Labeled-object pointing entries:
↓

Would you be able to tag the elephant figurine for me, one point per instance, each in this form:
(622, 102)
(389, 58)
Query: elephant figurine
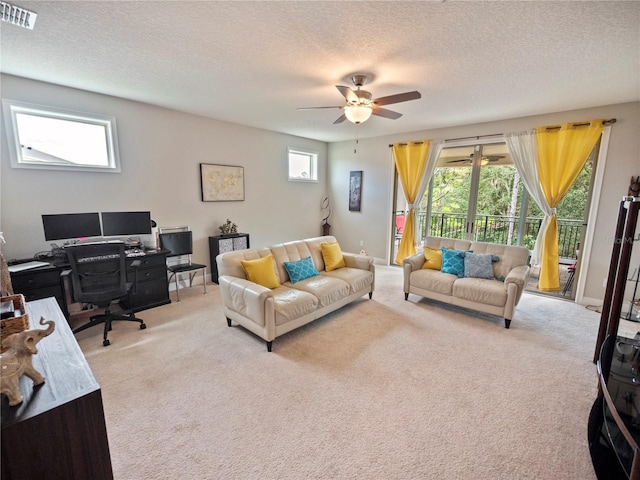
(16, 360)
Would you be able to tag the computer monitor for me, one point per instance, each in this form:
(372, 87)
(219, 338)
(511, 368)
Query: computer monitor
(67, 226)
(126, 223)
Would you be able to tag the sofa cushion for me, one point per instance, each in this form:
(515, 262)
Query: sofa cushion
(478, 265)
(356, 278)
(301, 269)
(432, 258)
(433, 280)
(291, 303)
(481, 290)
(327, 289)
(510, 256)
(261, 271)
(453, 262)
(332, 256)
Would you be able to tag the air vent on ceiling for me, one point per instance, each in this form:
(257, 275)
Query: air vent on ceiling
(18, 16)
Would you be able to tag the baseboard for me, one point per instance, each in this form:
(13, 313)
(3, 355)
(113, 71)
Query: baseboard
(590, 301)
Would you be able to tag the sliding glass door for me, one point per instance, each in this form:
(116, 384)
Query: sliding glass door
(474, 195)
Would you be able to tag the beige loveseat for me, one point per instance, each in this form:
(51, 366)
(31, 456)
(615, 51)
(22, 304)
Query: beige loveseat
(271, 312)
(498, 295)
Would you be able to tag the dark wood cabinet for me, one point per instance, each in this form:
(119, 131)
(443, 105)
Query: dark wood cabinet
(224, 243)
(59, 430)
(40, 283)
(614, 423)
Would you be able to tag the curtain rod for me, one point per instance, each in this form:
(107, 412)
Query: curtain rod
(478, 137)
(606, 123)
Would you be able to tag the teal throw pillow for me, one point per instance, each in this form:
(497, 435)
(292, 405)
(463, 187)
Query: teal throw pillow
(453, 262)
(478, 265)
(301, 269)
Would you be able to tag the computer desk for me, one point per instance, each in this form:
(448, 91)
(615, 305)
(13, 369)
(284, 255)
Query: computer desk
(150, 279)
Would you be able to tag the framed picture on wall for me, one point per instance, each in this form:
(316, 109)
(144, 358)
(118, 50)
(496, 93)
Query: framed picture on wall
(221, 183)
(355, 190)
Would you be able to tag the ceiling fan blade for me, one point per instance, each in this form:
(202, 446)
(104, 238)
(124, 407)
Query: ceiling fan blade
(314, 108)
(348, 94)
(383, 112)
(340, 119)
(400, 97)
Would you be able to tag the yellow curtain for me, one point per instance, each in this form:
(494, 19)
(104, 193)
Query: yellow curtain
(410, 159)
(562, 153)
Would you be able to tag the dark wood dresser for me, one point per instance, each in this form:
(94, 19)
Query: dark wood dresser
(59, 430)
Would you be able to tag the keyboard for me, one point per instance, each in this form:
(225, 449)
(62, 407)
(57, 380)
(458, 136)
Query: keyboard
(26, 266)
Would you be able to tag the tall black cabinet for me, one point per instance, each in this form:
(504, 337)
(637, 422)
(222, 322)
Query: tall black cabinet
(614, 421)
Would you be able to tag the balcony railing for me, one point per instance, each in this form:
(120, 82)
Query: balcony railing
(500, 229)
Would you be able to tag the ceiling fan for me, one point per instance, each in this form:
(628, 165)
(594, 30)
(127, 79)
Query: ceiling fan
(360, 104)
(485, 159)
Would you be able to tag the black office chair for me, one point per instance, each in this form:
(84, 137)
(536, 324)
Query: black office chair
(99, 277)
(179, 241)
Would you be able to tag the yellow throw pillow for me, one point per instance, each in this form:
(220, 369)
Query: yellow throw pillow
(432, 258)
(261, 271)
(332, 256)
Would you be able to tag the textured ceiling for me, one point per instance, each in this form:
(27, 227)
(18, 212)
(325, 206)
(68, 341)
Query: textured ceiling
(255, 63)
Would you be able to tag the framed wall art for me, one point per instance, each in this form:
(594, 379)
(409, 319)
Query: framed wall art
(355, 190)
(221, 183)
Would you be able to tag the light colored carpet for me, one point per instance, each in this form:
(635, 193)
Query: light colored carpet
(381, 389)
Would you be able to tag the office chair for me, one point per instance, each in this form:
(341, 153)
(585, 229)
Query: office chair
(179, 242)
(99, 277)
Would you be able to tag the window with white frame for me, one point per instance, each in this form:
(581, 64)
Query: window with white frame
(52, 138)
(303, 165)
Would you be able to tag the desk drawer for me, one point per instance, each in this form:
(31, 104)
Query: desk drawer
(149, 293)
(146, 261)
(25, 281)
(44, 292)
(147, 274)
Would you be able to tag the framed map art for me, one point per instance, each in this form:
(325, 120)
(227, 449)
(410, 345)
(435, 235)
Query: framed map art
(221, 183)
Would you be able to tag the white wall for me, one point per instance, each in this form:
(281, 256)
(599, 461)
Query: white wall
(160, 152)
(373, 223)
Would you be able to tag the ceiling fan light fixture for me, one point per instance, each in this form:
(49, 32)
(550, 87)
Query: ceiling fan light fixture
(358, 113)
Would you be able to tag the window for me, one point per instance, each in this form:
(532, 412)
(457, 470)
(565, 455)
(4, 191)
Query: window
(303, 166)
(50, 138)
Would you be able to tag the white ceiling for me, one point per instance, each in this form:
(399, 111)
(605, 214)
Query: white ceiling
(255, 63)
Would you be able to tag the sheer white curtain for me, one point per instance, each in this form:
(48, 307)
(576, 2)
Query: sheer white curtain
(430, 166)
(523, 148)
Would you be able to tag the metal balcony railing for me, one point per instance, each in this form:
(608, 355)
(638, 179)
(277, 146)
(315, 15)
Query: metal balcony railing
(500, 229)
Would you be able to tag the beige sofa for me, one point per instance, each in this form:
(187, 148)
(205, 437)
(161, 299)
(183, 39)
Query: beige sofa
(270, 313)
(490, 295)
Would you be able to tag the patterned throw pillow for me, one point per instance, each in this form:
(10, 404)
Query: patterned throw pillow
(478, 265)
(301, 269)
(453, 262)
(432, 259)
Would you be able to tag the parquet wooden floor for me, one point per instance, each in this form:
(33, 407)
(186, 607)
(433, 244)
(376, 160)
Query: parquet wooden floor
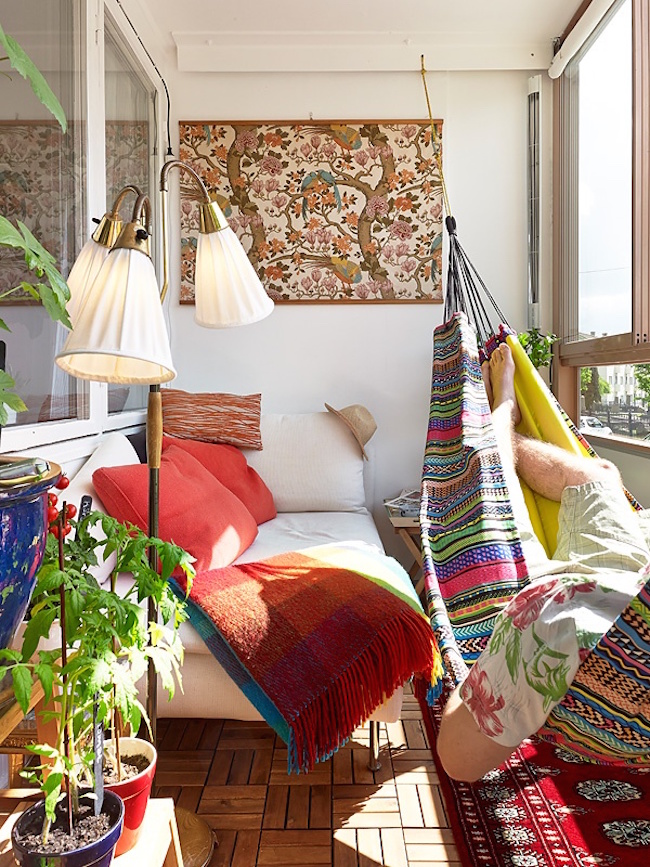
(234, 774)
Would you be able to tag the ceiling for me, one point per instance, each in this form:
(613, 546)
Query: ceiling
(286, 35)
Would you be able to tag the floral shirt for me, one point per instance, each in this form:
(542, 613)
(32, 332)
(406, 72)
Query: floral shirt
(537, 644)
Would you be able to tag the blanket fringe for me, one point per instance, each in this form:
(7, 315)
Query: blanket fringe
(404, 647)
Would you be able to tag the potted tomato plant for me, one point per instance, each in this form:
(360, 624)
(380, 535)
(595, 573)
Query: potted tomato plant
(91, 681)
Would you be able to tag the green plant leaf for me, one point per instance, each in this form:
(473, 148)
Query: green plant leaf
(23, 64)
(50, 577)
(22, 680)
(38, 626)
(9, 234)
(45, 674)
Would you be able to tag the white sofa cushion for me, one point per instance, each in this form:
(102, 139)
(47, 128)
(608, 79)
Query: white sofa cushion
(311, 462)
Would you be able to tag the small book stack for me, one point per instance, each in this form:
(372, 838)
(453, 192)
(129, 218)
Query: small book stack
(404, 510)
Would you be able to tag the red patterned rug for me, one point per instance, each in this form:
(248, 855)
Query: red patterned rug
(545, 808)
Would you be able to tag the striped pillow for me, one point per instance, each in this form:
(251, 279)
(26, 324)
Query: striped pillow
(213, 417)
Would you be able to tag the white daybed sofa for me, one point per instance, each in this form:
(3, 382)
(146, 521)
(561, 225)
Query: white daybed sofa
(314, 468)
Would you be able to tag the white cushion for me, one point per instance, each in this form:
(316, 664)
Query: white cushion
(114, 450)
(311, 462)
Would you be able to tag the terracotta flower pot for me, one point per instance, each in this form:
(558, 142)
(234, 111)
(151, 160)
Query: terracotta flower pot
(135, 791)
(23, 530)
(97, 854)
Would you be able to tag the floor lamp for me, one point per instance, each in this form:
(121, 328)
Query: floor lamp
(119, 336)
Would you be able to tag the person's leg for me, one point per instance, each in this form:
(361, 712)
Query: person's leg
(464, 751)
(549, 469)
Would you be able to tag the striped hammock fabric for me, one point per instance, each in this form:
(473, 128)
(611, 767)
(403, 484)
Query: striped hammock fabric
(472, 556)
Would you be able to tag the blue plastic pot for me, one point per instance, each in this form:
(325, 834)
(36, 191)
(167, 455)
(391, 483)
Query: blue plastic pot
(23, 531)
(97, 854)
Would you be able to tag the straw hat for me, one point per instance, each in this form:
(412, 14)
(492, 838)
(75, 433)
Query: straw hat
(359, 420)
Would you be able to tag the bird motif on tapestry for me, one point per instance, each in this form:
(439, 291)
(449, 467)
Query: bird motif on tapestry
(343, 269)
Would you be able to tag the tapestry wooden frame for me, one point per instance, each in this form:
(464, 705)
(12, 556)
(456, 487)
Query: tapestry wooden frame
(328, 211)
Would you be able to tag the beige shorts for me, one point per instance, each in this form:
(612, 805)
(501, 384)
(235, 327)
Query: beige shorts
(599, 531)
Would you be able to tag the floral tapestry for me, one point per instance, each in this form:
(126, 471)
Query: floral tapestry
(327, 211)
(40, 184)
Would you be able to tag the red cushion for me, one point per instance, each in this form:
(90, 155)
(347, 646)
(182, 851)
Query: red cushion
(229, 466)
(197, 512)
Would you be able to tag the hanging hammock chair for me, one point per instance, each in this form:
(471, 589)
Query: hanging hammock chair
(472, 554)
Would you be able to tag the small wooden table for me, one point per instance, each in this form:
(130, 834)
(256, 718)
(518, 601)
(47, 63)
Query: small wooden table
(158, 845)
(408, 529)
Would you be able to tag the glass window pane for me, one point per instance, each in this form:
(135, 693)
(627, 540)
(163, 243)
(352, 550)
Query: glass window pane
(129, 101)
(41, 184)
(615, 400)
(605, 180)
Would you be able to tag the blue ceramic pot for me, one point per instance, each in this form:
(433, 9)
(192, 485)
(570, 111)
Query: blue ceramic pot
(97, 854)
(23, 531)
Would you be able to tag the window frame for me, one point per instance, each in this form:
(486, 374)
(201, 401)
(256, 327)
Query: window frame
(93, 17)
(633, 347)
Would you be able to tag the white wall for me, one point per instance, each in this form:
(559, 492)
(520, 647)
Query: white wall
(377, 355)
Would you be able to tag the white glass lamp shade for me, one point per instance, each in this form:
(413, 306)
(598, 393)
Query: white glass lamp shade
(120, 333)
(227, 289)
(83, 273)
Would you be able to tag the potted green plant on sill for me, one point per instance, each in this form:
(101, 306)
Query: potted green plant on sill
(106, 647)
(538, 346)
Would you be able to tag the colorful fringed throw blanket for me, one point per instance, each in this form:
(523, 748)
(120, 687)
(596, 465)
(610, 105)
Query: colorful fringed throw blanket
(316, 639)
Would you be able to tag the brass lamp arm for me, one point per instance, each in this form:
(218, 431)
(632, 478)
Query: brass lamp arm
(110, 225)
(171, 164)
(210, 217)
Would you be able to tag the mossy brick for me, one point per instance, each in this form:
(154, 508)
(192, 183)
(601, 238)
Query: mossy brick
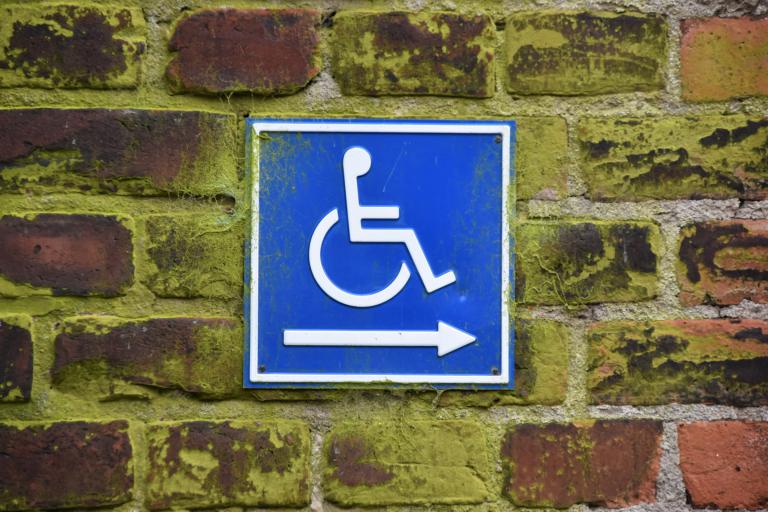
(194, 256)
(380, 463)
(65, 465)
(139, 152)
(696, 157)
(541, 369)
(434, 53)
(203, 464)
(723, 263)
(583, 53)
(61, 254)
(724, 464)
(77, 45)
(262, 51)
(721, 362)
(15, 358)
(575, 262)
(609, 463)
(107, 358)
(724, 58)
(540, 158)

↑

Pictures are left out; print exactly the lines from the one holding "Would you be able to tag the colorful" through the last line of the listing above, both included.

→ WRITTEN SOLUTION:
Would you be able to tag the colorful fringed throw blanket for me, one point per instance, each in this form:
(523, 748)
(120, 687)
(596, 465)
(610, 105)
Query: colorful fringed throw blanket
(316, 639)
Would you be able to tag the brass lamp arm for me, one point per instance, each in this form:
(218, 431)
(632, 478)
Query: brass lamp arm
(110, 225)
(171, 164)
(210, 217)
Would you be able to tag the mossy brick for me, one point per instance, each in this form:
(154, 508)
(192, 183)
(601, 238)
Query: mossy brick
(194, 256)
(380, 463)
(65, 465)
(139, 152)
(696, 157)
(541, 369)
(434, 53)
(203, 464)
(723, 263)
(583, 53)
(61, 254)
(724, 464)
(77, 45)
(262, 51)
(721, 362)
(15, 358)
(575, 262)
(609, 463)
(107, 358)
(724, 58)
(540, 158)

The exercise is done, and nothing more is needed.